* _Work to complete_:
Reproduce the following material verbatim, line for line.
◆ ◆ ◆ ◆ ◆
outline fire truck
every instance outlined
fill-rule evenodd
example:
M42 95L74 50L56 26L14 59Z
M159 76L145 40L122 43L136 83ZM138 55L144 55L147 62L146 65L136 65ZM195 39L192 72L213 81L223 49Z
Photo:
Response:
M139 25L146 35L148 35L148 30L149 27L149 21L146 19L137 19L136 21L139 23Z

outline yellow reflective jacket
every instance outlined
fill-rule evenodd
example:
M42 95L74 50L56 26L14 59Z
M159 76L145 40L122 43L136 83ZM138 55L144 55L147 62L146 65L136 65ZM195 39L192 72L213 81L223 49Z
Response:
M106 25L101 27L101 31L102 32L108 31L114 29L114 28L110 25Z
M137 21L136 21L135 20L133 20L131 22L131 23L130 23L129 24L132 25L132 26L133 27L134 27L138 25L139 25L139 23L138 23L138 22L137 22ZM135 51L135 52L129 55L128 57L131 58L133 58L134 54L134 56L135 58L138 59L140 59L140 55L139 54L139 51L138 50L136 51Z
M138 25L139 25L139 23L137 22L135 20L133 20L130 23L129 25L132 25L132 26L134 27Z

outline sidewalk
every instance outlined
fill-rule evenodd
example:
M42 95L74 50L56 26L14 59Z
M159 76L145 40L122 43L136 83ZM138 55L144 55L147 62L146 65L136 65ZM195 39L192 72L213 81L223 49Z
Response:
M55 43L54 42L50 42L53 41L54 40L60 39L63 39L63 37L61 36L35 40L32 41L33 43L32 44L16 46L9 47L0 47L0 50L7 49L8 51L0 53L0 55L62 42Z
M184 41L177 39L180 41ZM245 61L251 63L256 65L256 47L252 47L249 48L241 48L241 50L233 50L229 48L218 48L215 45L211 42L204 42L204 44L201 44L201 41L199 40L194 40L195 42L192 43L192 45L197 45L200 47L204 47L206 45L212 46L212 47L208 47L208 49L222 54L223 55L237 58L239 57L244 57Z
◆ ◆ ◆ ◆ ◆
* _Exercise response_:
outline fire truck
every instance outlined
fill-rule evenodd
example:
M42 95L74 50L56 26L14 59Z
M159 76L145 40L122 43L136 83ZM138 55L144 55L147 62L146 65L136 65ZM195 39L192 72L213 81L223 49Z
Photo:
Response:
M139 25L146 35L148 35L148 30L149 27L149 21L146 19L137 19L136 21L139 23Z

outline yellow reflective jacket
every instance outlined
fill-rule evenodd
example:
M42 95L74 50L56 26L14 59Z
M159 76L145 40L122 43L136 83ZM138 55L144 55L147 62L146 65L136 65ZM195 39L192 72L213 81L223 49Z
Response:
M106 25L101 27L101 31L102 32L108 31L114 29L114 28L110 25Z
M137 21L136 21L135 20L133 20L131 22L131 23L130 23L129 24L132 25L132 26L133 27L134 27L138 25L139 25L139 23L138 23L138 22L137 22ZM135 51L135 52L129 55L128 57L131 58L133 58L134 54L134 56L135 58L138 59L140 59L140 55L139 54L139 51L138 50L136 51Z
M138 25L139 25L139 23L137 22L135 20L133 20L130 23L129 25L132 25L132 26L134 27Z

outline sidewalk
every instance outlined
fill-rule evenodd
example:
M42 95L74 50L56 26L14 59Z
M159 76L145 40L122 43L136 83ZM138 55L144 55L147 62L146 65L136 65ZM195 39L192 72L213 81L223 49Z
Response:
M55 43L54 42L50 42L53 41L54 40L60 39L63 39L63 37L61 36L35 40L32 41L33 43L32 44L16 46L9 47L0 47L0 50L7 49L8 51L0 53L0 55L62 42Z
M184 41L177 39L180 41ZM245 61L251 63L256 65L256 47L252 47L249 48L241 48L241 50L233 50L229 48L218 48L215 45L211 42L204 42L204 44L201 44L201 41L199 40L194 40L195 42L192 43L192 45L197 45L200 47L204 47L206 45L212 46L212 47L208 47L208 49L222 54L223 55L237 58L239 57L244 57Z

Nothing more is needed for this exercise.